(Records excerpted from a collection)
=== Section Start ===

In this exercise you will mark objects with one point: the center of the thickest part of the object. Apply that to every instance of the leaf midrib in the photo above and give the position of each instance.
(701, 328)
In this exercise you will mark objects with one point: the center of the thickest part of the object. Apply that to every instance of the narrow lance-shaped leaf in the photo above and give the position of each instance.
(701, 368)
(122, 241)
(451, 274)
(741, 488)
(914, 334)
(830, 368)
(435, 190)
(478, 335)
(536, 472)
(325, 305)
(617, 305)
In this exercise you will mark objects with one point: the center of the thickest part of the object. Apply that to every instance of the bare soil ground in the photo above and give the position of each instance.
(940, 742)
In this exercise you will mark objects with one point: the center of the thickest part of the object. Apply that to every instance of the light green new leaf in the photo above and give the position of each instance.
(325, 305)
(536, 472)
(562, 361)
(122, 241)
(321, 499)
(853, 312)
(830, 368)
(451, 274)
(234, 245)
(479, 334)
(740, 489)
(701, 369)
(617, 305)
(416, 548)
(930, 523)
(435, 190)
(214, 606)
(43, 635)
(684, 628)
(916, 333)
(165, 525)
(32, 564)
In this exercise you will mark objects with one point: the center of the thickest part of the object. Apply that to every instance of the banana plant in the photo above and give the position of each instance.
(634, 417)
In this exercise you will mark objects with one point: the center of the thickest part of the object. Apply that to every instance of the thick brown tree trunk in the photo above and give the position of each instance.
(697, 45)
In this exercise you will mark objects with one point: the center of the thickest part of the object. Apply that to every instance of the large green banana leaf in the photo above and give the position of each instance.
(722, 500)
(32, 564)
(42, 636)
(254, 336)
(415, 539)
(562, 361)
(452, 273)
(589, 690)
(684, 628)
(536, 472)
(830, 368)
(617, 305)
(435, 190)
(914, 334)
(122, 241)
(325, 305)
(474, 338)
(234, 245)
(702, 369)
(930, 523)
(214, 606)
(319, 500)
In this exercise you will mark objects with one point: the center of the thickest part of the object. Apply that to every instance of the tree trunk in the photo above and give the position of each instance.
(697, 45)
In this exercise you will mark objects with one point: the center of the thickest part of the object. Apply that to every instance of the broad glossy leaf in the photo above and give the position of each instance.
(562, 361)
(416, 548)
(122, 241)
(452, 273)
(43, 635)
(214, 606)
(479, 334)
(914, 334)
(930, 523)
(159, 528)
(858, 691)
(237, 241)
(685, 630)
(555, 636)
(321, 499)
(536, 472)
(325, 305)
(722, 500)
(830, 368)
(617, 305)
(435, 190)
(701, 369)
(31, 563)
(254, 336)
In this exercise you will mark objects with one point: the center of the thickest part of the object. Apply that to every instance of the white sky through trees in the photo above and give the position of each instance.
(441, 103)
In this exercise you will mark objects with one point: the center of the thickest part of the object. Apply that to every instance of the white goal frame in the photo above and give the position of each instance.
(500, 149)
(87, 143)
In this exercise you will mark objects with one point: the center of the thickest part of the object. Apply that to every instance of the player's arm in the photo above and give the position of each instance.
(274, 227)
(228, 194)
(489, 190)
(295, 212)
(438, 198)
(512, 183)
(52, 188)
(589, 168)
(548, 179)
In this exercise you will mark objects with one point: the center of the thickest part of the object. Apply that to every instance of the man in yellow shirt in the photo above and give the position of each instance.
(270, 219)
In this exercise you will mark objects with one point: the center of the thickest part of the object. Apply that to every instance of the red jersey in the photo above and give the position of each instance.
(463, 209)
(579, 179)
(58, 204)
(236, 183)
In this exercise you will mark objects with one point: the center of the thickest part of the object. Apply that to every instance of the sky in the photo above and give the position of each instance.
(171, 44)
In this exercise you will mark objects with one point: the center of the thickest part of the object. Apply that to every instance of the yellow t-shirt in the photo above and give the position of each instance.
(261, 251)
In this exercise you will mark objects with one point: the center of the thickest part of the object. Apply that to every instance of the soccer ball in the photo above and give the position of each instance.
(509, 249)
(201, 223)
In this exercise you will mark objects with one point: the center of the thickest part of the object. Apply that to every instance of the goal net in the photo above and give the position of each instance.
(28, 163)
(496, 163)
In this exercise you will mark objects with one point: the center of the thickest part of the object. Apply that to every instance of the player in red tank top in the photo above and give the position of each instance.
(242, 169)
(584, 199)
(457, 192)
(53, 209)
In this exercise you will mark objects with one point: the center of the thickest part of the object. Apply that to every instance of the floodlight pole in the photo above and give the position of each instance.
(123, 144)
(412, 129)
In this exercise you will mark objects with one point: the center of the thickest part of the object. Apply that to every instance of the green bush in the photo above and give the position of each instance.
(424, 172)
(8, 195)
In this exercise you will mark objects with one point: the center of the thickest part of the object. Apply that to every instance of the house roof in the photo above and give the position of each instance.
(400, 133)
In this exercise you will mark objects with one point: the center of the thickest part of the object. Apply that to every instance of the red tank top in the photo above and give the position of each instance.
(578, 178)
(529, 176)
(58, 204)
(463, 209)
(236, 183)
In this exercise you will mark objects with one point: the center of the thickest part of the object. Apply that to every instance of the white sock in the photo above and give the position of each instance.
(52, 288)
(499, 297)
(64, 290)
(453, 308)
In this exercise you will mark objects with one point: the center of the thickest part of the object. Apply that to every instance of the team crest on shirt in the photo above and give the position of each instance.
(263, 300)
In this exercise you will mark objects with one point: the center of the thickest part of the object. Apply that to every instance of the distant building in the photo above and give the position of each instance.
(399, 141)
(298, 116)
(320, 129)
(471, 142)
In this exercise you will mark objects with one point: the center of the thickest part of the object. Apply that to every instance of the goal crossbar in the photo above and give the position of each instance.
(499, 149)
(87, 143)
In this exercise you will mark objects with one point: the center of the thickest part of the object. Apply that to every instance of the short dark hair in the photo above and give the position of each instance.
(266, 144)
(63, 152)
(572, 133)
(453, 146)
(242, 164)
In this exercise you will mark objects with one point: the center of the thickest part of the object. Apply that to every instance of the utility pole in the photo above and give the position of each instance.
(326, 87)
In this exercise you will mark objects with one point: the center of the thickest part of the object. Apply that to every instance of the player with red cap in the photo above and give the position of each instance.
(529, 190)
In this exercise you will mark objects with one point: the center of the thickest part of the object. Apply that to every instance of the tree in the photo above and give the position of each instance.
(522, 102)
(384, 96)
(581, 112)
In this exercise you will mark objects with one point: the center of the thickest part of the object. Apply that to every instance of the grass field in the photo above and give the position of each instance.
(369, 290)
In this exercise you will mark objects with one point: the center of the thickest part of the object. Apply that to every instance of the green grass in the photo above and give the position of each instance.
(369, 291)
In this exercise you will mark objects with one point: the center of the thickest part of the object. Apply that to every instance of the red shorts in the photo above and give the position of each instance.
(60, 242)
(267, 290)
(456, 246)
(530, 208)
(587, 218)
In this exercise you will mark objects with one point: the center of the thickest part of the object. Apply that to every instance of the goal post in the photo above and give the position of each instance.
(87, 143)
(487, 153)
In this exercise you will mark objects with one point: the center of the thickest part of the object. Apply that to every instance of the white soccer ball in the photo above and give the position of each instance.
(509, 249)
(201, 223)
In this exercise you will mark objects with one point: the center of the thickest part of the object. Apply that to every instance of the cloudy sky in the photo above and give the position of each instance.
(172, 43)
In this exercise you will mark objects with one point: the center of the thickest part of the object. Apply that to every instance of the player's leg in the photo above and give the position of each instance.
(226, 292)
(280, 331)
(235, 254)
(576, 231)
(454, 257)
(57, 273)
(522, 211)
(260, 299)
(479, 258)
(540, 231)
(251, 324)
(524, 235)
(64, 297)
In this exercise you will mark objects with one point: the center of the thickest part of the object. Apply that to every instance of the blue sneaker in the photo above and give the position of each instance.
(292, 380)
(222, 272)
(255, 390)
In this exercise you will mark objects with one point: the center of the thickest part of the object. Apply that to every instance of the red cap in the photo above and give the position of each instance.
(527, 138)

=== Section End ===

What you have to do >> Every record is to be written out verbatim.

Answer area >>
In this exercise you will mark objects with one point: the center of the thickest part of the object. Apply that to every instance of the leaf midrib in the photo above and give the position of each instance.
(701, 328)
In this exercise you will mark objects with one point: the center of the thickest part of the object. Apply that to every instance of the narrow lance-shaped leaf in the photo above and give the position of each instance.
(701, 368)
(122, 241)
(451, 274)
(741, 488)
(914, 334)
(830, 368)
(435, 190)
(478, 335)
(536, 472)
(325, 305)
(617, 305)
In this exercise you will mark objects with one point: the center of the thickest part of the object. Apply that to every instance of the bare soil ground in the photo above and give the position of each instance.
(940, 742)
In this exercise you will mark objects with one point: the center of the thickest part of the object. Apply that to every instance of the light green new leaf in the photo above and give the position of each instance.
(325, 305)
(536, 472)
(562, 361)
(122, 241)
(321, 499)
(853, 312)
(830, 368)
(451, 274)
(234, 245)
(479, 334)
(740, 489)
(701, 369)
(617, 305)
(416, 548)
(930, 523)
(435, 190)
(214, 606)
(43, 635)
(684, 628)
(916, 333)
(165, 525)
(32, 564)
In this exercise you will mark objects with one point: the center of the thickest part of the object. Apply that to every instance of the banana plant in the photo above and give the position of each instance.
(634, 417)
In this exercise you will mark objects with one point: the center of the thickest part of the object. Apply that to every instance of the thick brown tree trunk in the photo above and give the position of each instance.
(697, 45)
In this exercise you will mark objects with one point: the center of the thickest part of the object. Apply that to every instance of the large green banana leaf in the photo above and give the position of each instance.
(722, 500)
(32, 564)
(42, 636)
(254, 336)
(415, 539)
(562, 361)
(452, 273)
(589, 690)
(684, 628)
(536, 472)
(830, 368)
(617, 305)
(435, 190)
(914, 334)
(122, 241)
(325, 305)
(474, 338)
(234, 245)
(702, 369)
(930, 523)
(214, 606)
(319, 500)
In this exercise you will mark objects with one point: the center of the thickest part of the object. Apply that to every instance of the tree trunk in the photo above and give the position of each instance.
(697, 45)
In this exercise you will mark objects with one point: the center of the thickest part of the object. Apply that to every instance of the broad glossy leaf in the photo above and give the position of each instance.
(562, 361)
(416, 548)
(122, 241)
(452, 273)
(43, 635)
(214, 606)
(479, 334)
(914, 334)
(930, 523)
(159, 528)
(858, 691)
(237, 241)
(685, 630)
(555, 636)
(321, 499)
(536, 472)
(325, 305)
(722, 500)
(830, 368)
(617, 305)
(435, 190)
(701, 369)
(31, 563)
(254, 336)
In this exercise you will mark objects with one point: the center of the thickest part of the object. Apply that to every instance of the white sky through trees in the photo above and give the position of each instance.
(441, 103)
In this exercise you will mark objects with one point: the center of the thickest part of the object. Apply that to every instance of the white goal frame in the photo above and give the position of each instance.
(500, 149)
(87, 143)
In this exercise you will mark objects with one point: the center of the thickest part of the object. Apply that to every instance of the player's arm in the photo above and give the position of each instance.
(274, 227)
(228, 194)
(489, 190)
(295, 212)
(438, 198)
(512, 183)
(52, 188)
(589, 168)
(548, 179)
In this exercise you will mark objects with one point: the center of the thickest part of the object. Apply that to every instance of the man in yellow shirt in the photo above and give the position of each instance.
(270, 219)
In this exercise you will mark objects with one point: the center of the thickest part of the object. Apply that to every instance of the red jersey in the photo above and give the position of each instance.
(463, 209)
(579, 179)
(58, 204)
(236, 183)
In this exercise you will mark objects with one point: the center of the thickest part of the object. Apply that to every instance of the sky in the photo above and give the position of each instance.
(171, 44)
In this exercise you will mark objects with one point: the center of the thickest part of the object. Apply that to every instance of the yellow t-shirt in the photo above and give the position of each instance.
(261, 251)
In this exercise you will mark objects with one point: the center of the thickest part of the object. Apply that to every instance of the soccer ball in the photo above and give the position of each instance.
(509, 249)
(201, 223)
In this exercise you will mark objects with one point: the center of the thickest part of the object. Apply that to every instance of the goal net in the photo above and give the position of each instance.
(28, 163)
(496, 163)
In this exercise you will mark objects with one point: the center of the thickest part of the object. Apply that to every instance of the player in red tank top in the photo above and give the position of each instance.
(242, 169)
(584, 199)
(457, 192)
(53, 209)
In this exercise you will mark objects with one point: the center of the thickest part of the object. Apply that to every instance of the floodlight pole in the photo above and give the position of each instance.
(123, 144)
(412, 129)
In this exercise you will mark objects with one point: the center of the thickest part of the object. Apply that to every instance of the green bush in the photo above and give the position of each instance.
(424, 172)
(8, 195)
In this exercise you will mark objects with one point: the center of the thickest part of the object. Apply that to every instance of the house roof in the photo above and give the position of each instance.
(400, 133)
In this exercise you will mark objects with one point: the center of the thickest part of the object. Apply that to every instance of the red tank top in the photo above and give the position of each instance.
(578, 178)
(529, 176)
(58, 204)
(463, 209)
(236, 183)
In this exercise you will mark objects with one point: the center of the thickest part of the object. Apply that to every instance of the white sock in the photo above and give the position of each instance.
(52, 288)
(499, 297)
(64, 290)
(453, 308)
In this exercise you will mark objects with one point: the center of the thickest part of the object. Apply that to every instance of the team crest on shirt in the photo above and give the position of each instance.
(263, 300)
In this exercise you will mark objects with one point: the center of the thickest part of the object. Apply that to every instance of the distant building in the photo above and give the position of each instance.
(399, 141)
(298, 116)
(320, 129)
(471, 142)
In this exercise you will mark objects with one point: the center of the thickest part of the object. Apply that to every instance of the goal crossbar in the photo above and give the position of each instance.
(499, 149)
(87, 143)
In this exercise you will mark objects with one point: the center of the thickest part of the object. Apply that to every instance of the short dark hair in the photo above and give the position of each instance.
(266, 144)
(63, 152)
(572, 133)
(453, 146)
(242, 164)
In this exercise you will mark objects with one point: the center of the thickest part of the object. Apply that to every instance of the utility pole in the photo above and give the position of each instance.
(326, 87)
In this exercise you will mark objects with one point: the center of the thickest part of the object. Apply that to every instance of the player with red cap in the photo above and give the position of each instance.
(529, 190)
In this exercise you will mark objects with one point: the center of the thickest part of the object. Apply that to every instance of the tree in the photo above and give the position of each instance.
(522, 102)
(384, 96)
(581, 112)
In this exercise you will mark objects with one point: the center of the thickest part of the object. Apply that to every instance of the grass field in the photo above and give the position of each instance.
(369, 290)
In this exercise you will mark objects with one point: the center of the thickest part of the object. Apply that to every instance of the green grass in the photo above and give the position of each instance.
(369, 291)
In this exercise you will mark objects with one point: the center of the thickest part of the object. Apply that to every instance of the red shorts in the photo above and give the position of each instance.
(60, 242)
(267, 290)
(456, 246)
(530, 208)
(587, 218)
In this exercise you will mark objects with one point: the center of the thickest part of the object. Apply that to every instance of the goal post in the photo above and give the position of each instance.
(87, 143)
(487, 153)
In this exercise you will mark objects with one point: the center of the thickest part of the object. Apply that to every instance of the white soccer ball in the photo above and give the position of each instance.
(509, 249)
(201, 223)
In this exercise you will mark objects with one point: the center of the thickest part of the object. Apply that to every instance of the cloudy sky in the photo above and give the position of each instance.
(172, 43)
In this exercise you will mark objects with one point: the center of the thickest part of the object. Apply that to every instance of the player's leg in the photo above and give the position of each instance.
(226, 292)
(280, 331)
(235, 254)
(576, 231)
(454, 257)
(57, 273)
(522, 211)
(260, 299)
(479, 258)
(540, 231)
(251, 324)
(524, 235)
(64, 297)
In this exercise you will mark objects with one point: the center of the thickest part of the object. Apply that to every instance of the blue sneaker in the photo above and give the position of each instance.
(292, 380)
(222, 272)
(255, 390)
In this exercise you will mark objects with one point: the center of the thickest part of the object. Apply that to every instance of the red cap in the photo above and give the position of each instance.
(527, 138)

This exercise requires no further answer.